> **Stored items from a collection**
__________
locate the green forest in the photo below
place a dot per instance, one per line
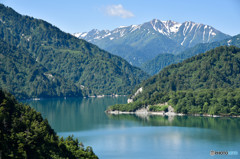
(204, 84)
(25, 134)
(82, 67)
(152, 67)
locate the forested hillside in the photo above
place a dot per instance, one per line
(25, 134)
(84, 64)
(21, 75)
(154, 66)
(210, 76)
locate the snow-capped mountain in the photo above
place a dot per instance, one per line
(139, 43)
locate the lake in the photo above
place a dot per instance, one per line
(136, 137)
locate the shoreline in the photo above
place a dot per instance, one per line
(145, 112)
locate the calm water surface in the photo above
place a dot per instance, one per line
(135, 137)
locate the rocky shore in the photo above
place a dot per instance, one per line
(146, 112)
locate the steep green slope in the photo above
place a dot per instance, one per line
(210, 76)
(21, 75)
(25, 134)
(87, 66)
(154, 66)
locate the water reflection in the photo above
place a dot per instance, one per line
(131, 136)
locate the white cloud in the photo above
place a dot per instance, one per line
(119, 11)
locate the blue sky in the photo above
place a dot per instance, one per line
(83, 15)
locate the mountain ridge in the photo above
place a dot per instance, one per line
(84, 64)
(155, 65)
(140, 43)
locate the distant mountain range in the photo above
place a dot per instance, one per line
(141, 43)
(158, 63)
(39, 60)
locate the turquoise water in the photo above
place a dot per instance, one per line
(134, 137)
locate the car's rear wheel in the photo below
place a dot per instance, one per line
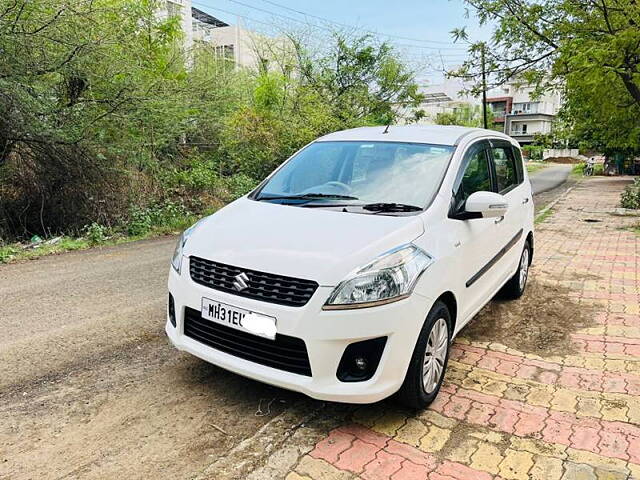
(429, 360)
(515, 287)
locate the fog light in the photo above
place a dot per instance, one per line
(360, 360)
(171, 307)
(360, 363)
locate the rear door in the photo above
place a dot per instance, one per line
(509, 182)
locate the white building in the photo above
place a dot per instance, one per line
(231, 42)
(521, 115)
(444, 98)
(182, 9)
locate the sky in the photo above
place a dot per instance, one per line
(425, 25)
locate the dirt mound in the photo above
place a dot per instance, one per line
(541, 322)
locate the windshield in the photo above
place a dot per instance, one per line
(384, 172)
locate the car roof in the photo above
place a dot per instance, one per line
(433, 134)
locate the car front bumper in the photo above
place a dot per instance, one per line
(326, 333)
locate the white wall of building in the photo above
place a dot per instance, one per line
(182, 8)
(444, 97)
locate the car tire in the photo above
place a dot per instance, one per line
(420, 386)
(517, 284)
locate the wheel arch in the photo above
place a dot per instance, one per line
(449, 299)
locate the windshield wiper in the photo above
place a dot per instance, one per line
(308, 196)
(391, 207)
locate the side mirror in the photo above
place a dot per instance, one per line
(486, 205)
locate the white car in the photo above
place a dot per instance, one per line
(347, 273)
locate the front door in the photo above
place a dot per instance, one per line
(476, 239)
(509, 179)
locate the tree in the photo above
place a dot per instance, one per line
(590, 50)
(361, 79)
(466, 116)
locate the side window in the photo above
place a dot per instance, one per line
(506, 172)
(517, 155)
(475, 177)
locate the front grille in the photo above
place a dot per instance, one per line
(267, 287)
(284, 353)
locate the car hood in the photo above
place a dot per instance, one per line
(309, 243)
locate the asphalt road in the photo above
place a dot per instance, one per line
__________
> **EXERCISE PROMPT**
Pictures stay out. Repeat only the lines from the beginning of the data through the line that has "locate the fog light in the photo above".

> **YOUR SOLUTION**
locate the green forest in the photo below
place a dot per instance, one per line
(204, 84)
(25, 134)
(82, 67)
(152, 67)
locate the forested hillside in the photo above
place a dot per instance, one per line
(25, 134)
(84, 64)
(21, 75)
(154, 66)
(210, 76)
locate the snow-capped mountain in the photo above
place a dot per instance, one per line
(139, 43)
locate the lake in the photo above
place a dot per instance, one per line
(136, 137)
locate the shoreline in the photo above
place a dot per instance, one per line
(145, 112)
locate the calm water surface in the photo above
place a dot per instance, one per line
(135, 137)
locate the rocky shore in the photo above
place a dot per instance, one per line
(146, 112)
locate the steep green slope in the photo above
place a dot per instance, one per line
(210, 76)
(21, 75)
(25, 134)
(87, 66)
(154, 66)
locate the water reflection in the photo above
place a dot per instance, one per line
(131, 136)
locate the white cloud in the photo above
place a dot per instance, one per line
(119, 11)
locate the blue sky in the photo above
place a dot per instance, one per line
(83, 15)
locate the mountain ridge in the photo above
place a dot per instance, one per line
(84, 64)
(155, 65)
(140, 43)
locate the distant mountain range in the photo above
place a dot per instance, one per line
(141, 43)
(158, 63)
(39, 60)
locate the turquoise water in the photo above
place a dot per instance, one per line
(134, 137)
locate the car's rear wheel in the photo below
place a dot per instance, one per line
(429, 360)
(515, 287)
locate the fog light in the photo above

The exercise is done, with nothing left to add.